**SOURCE RECORDS**
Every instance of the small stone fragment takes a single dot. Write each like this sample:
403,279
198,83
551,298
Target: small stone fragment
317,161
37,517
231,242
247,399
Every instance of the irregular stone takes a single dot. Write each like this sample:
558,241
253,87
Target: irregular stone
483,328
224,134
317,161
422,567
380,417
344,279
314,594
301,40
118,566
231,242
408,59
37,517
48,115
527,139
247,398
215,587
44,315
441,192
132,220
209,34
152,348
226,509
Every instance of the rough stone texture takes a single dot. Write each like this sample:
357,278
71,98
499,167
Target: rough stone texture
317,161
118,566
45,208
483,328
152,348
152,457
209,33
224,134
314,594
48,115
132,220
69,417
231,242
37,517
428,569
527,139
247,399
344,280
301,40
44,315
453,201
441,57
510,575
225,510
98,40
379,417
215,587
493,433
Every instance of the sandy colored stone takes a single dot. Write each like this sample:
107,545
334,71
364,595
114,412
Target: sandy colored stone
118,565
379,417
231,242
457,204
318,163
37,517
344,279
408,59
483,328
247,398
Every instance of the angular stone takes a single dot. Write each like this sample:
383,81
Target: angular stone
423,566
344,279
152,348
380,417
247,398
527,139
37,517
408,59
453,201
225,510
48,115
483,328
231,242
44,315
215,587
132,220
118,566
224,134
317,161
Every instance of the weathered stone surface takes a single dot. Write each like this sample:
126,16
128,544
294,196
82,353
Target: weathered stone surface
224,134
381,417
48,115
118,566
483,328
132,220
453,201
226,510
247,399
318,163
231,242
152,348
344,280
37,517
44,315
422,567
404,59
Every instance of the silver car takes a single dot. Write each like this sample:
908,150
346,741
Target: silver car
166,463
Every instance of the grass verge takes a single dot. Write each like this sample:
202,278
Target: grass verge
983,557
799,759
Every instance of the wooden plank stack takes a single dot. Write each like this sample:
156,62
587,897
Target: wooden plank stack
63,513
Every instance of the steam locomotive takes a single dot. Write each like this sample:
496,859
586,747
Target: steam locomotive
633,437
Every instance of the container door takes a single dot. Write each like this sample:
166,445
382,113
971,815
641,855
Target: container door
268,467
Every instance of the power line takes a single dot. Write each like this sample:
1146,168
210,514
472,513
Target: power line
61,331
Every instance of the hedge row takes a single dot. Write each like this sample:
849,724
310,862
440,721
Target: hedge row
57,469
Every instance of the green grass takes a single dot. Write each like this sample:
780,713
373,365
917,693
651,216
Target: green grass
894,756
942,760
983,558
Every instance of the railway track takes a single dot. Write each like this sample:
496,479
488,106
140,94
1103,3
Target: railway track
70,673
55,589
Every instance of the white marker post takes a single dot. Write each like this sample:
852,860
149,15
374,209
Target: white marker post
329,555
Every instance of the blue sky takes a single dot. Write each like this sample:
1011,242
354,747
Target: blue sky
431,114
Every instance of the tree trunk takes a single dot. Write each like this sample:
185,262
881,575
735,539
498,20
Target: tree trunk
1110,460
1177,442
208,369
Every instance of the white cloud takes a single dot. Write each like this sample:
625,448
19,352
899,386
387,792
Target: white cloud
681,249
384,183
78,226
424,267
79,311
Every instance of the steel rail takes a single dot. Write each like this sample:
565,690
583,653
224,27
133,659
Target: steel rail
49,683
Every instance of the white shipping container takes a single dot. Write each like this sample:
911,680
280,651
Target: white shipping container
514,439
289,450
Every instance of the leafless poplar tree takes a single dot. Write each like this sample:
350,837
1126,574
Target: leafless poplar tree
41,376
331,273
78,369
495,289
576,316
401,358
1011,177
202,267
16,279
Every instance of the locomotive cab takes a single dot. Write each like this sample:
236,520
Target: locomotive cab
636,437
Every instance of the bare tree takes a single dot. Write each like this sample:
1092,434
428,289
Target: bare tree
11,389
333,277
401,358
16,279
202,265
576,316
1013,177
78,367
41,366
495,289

**TASK TO COMPLETE**
Rewrite the listing above with every occurrence of "takes a single dot" changed to "gets one point" and nothing else altered.

**IN RESPONSE**
Every instance of the small stone fragment gets one point. Write each like this sample:
403,279
198,83
551,298
Target: small stone fragment
317,161
37,517
231,242
247,399
Every instance of the irregular stone gets one point. Write each like this sample:
558,241
253,87
Target: irregular stone
483,328
224,134
317,161
422,567
380,417
344,279
314,594
301,40
118,566
231,242
408,59
37,517
48,115
527,139
247,398
215,587
44,315
441,192
132,220
209,34
152,348
226,509
Every instance of the rough stone texture gets one point. Write each like this sample:
357,278
71,98
499,167
Target: rough stone texture
317,161
118,566
45,208
483,328
152,348
152,457
209,33
224,134
314,594
48,115
132,220
69,417
231,242
37,517
428,569
527,139
247,399
344,280
301,40
44,315
453,201
441,57
510,575
225,510
98,40
379,417
215,587
493,433
Every instance of the sandy colored stone gets one point. Write each like this sample:
107,545
334,71
364,595
114,412
Target: sandy colored stone
118,565
379,417
231,242
457,204
318,163
37,517
344,279
408,59
483,328
247,398
Every instance of the angular stone gets one point. Write each like this sample:
383,81
Target: angular stone
423,566
344,279
152,348
380,417
247,398
527,139
37,517
408,59
453,201
225,510
48,115
483,328
231,242
44,315
215,587
132,220
118,566
224,134
317,161
Every instance of the weathered stone surface gets one point. Write each like this sample:
126,16
128,544
294,196
82,353
Target: weathered stone surface
224,134
381,417
48,115
118,566
483,328
132,220
453,201
226,510
247,399
318,163
231,242
152,348
344,280
37,517
44,315
422,567
404,59
Every instance of the silver car gets one point. Write each like this sample:
908,150
346,741
Target: silver car
166,463
Every instance of the grass verge gets one point. Write each like this sample:
202,278
Target: grass verge
983,557
799,759
Every instance of the wooden plank stack gets one point. Write each like this sample:
156,62
587,897
Target: wooden plank stack
63,513
Every instance of the steam locomotive gets one point. Write each like this sample:
496,859
586,747
Target: steam locomotive
633,437
Every instance of the container door gets one point. Write each like this sample:
166,445
382,113
971,815
641,855
Target: container door
268,467
Every instance of the power line gets one point. Write each like this sample:
1146,168
210,514
472,513
Target: power line
61,331
Every instance of the hedge row gets one point. Write each like this sample:
849,724
310,862
440,721
Target: hedge row
57,469
Every instance of the green grass gets one point. Write each like this sample:
780,713
373,365
917,693
651,216
Target: green grass
894,756
942,760
983,558
Every instance of the railway track gets one point. Write each like this sample:
496,479
488,106
140,94
1103,3
Target: railway track
70,673
55,589
Every instance of the white marker post gets one point. Write each like this sample:
852,860
149,15
374,209
Target: white marker post
329,555
Every instance of the blue sky gets one point. Write each like this sample:
1011,242
354,747
Target: blue sky
431,114
Every instance of the tree trunk gets one point. Write each like this sample:
185,262
881,575
735,539
498,20
Target: tree trunk
1110,460
1177,442
208,369
Every instance of the white cloud gets one point. Write each like this sample:
625,448
19,352
899,386
387,792
Target: white cloud
681,249
384,183
78,226
424,267
79,311
Every instance of the steel rail gets one point. Write each like this sample:
565,690
583,653
224,27
133,659
Target: steel rail
49,683
Every instance of the white shipping container gets one point. Write each like this sample:
911,680
280,651
Target: white shipping container
514,439
289,450
Every instance of the leafless poplar tree gets one point. Write each like this sample:
350,837
1126,574
Target: leafless poplar tree
41,376
331,273
78,369
495,289
576,316
401,358
1011,177
202,267
16,279
Every instance of the locomotive cab gets one point. Write each like this sample:
236,520
Target: locomotive cab
636,437
Every instance of the bare tree gets one point. Write each like this sample:
1092,434
428,289
Target: bare tree
11,389
333,277
401,358
16,279
202,265
576,316
1013,177
78,367
41,366
495,289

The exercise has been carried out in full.